**Exercise requirements**
A - In the abstract on nonlinear image-denoising techniques below, in what terms are the techniques said to differ?
B - Write the next part of the paper on nonlinear image-denoising techniques below, picking up right after its final sentence.
------ Text to read
A Review of Nonlinear Image-Denoising
Techniques
Ayman M. Abdalla, Mohammed S. Osman, Hanadi AlShawabkah, Osaid Rumman, Mutaz Mherat
Faculty of Science and Information Technology
Al-Zaytoonah University of Jordan
Amman, Jordan
ayman@zuj.edu.jo, m.s.e@msn.com, hanade83@yahoo.com, osaidrumman@gmail.com, mherat93@gmail.com
Abstract—This paper discusses different nonlinear
techniques for removing noise from images; i.e., image
denoising. These techniques differ in terms of algorithm
design, purpose, effectiveness, and efficiency. In this paper,
different denoising techniques are described briefly where
their advantages and disadvantages are discussed. The
performances of these techniques are analyzed and compared
according to different implementations using statistical
methods. Finally, the paper infers when each denoising method
is most effective what type of noise each method can handle
effectively.
------------
------ Supplied material
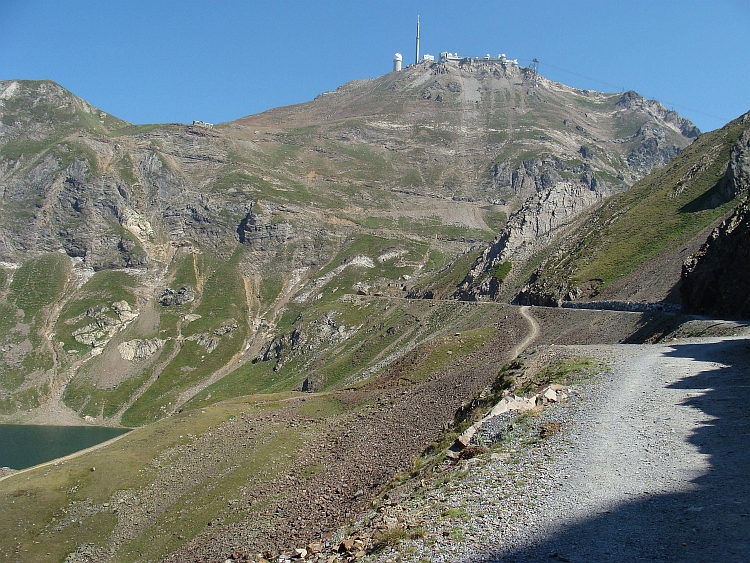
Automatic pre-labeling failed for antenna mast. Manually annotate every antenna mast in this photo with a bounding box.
------------
**Task answers**
A - They differ in algorithm design, purpose, effectiveness, and efficiency.

B -
Keywords—Denoising filter, Bilateral filter, Anisotropic
diffusion, Nonlocal means filter, Median filter, Block-matching
3D transform
I. I
NTRODUCTION
Image enhancement is one of the most important and
challenging fields in digital image processing. Image
enhancement techniques, also known as image enhancement
filter, include eliminating noise, adjusting colors, and
adjusting light intensity.
There are two main purposes for image enhancement
filters. The first is filter smoothing, which usually focuses on
noise reduction. The other purpose is sharpening the image,
by improving its fine details such as lines and edges. These
two purposes often contradict one another. For example,
smoothing an image may have a blurring effect and could
remove fine details. Therefore, a tradeoff between smoothing
and sharpening must be realized.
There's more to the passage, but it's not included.